** start **

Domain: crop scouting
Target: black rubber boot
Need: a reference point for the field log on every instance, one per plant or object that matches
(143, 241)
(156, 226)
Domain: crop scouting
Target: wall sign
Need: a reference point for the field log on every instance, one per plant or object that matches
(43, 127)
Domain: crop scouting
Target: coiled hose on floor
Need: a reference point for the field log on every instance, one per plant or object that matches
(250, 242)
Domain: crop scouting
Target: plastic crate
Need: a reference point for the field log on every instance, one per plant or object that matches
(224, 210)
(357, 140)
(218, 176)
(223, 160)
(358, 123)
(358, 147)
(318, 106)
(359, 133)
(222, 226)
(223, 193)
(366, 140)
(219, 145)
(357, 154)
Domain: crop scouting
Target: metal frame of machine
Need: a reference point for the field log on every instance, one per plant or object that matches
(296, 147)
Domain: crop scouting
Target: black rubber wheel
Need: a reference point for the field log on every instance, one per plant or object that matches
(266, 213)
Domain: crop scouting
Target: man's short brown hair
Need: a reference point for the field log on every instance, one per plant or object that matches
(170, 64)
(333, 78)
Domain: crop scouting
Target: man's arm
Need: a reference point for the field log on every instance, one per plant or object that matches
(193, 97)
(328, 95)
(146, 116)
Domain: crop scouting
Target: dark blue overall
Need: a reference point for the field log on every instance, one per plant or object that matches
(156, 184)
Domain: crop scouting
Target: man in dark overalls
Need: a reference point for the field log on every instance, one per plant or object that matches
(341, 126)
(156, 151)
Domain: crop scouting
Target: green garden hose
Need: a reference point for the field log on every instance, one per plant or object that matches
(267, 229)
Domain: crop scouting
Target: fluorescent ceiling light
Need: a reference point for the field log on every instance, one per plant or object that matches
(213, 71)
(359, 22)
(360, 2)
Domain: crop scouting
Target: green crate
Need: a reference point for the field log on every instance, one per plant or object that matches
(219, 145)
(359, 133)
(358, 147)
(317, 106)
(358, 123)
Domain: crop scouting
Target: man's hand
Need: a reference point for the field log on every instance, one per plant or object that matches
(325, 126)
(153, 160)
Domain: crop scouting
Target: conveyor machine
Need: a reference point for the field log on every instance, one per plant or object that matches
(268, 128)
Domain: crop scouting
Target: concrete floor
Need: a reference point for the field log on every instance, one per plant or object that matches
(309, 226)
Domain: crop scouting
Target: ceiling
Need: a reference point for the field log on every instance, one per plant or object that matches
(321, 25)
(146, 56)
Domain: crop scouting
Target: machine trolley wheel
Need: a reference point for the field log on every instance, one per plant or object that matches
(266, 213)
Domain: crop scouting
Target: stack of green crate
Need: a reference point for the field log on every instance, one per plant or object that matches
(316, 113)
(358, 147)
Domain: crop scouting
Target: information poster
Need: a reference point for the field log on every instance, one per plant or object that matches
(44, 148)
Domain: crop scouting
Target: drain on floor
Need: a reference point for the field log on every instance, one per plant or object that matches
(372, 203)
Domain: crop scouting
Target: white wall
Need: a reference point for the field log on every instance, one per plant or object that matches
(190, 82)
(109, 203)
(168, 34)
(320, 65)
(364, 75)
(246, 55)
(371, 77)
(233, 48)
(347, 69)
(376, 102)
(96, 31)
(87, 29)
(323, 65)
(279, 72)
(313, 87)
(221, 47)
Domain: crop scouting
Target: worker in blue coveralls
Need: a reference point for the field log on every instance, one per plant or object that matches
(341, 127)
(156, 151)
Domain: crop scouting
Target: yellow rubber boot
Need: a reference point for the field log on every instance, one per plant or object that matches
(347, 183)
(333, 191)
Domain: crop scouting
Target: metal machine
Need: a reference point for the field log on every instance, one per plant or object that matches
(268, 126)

** end **

Exercise task |
Exactly as shown above, return every record.

Completed exercise |
Domain: crop scouting
Target: black rubber boot
Need: a reference point for the field log on every instance, one per plant or object that matches
(143, 241)
(156, 226)
Domain: crop scouting
Target: wall sign
Need: a reference point for the field log on every instance, one per plant or object that matches
(43, 127)
Domain: crop scouting
Target: coiled hose on floor
Need: a reference point for the field log on every instance, one per plant or object that matches
(250, 242)
Domain: crop scouting
Target: plastic crate
Need: a reference point for the field log on every instance, one per plant or object that matches
(224, 210)
(357, 140)
(218, 176)
(223, 160)
(358, 123)
(358, 147)
(318, 106)
(359, 133)
(222, 226)
(223, 193)
(366, 140)
(219, 145)
(357, 154)
Domain: crop scouting
Target: metal frame of machine
Need: a reference point for the field log on every instance, one per plant or object that matches
(296, 147)
Domain: crop scouting
Target: black rubber wheel
Need: a reference point for the field log on every instance, one per plant or object that matches
(266, 213)
Domain: crop scouting
Target: man's short brown hair
Need: a reference point for the field log on every instance, one per plant or object that matches
(170, 64)
(333, 78)
Domain: crop scouting
Target: man's arm
Need: a reference point for the field log on every instance, one per plant or object that matches
(193, 97)
(328, 95)
(146, 116)
Domain: crop scouting
Target: dark blue overall
Need: a reference point for the field log on every instance, one per plant or object that matches
(156, 184)
Domain: crop scouting
Target: man in dark overalls
Need: a reference point for the field log on every instance, one per plant or object that matches
(341, 126)
(156, 151)
Domain: crop scouting
Target: green garden hose
Need: a reference point for the field log on every instance, one per plant or object that matches
(267, 229)
Domain: crop scouting
Target: fluorescent ceiling light
Need: a reference point for the field log on every instance, one per plant or object that matches
(213, 71)
(359, 22)
(360, 2)
Domain: crop scouting
Target: green crate
Need: a reference point for the field log on every instance, one per plant or object that matches
(219, 145)
(359, 133)
(358, 147)
(317, 106)
(358, 123)
Domain: crop scouting
Target: man's hand
Need: a reference point for the field log on every instance, one per plant or object that matches
(325, 126)
(153, 160)
Domain: crop scouting
Target: conveyor machine
Need: a reference point for the field log on every instance, one per plant or object that matches
(268, 128)
Domain: crop scouting
Target: concrete floor
Need: a reference point for the field log on every instance, one per plant or object that matches
(309, 226)
Domain: crop scouting
Target: ceiling
Need: a reference point for the field log on every instance, one per plant or object that matches
(321, 25)
(146, 56)
Domain: crop scouting
Target: machine trolley wheel
Need: a reference point for the field log on every instance, one per plant or object that matches
(266, 213)
Domain: crop scouting
Target: stack of green crate
Need: a reference point for the field log on every instance, one per plant or object that matches
(316, 113)
(358, 147)
Domain: crop scouting
Target: information poster
Need: a reference point for the field log on every instance, one per plant or object that matches
(44, 148)
Domain: crop scouting
Target: drain on floor
Need: a reference point for the field log on every instance, one per plant or object that matches
(372, 203)
Domain: crop scouting
Target: white wall
Need: a reference point for the field log on every instance, one per plant or object that matches
(190, 82)
(109, 203)
(168, 34)
(320, 65)
(364, 75)
(246, 55)
(371, 77)
(233, 48)
(347, 69)
(376, 102)
(96, 31)
(87, 29)
(323, 65)
(279, 72)
(313, 87)
(221, 47)
Domain: crop scouting
Target: worker in blue coveralls
Need: a reference point for the field log on every instance, one per plant or object that matches
(341, 127)
(156, 151)
Domain: crop scouting
Target: yellow rubber boot
Need: a reference point for the field log on every instance, one per plant or object that matches
(347, 183)
(333, 191)
Domain: crop scouting
Target: metal machine
Need: a reference point for the field log on every instance, one per plant or object that matches
(268, 126)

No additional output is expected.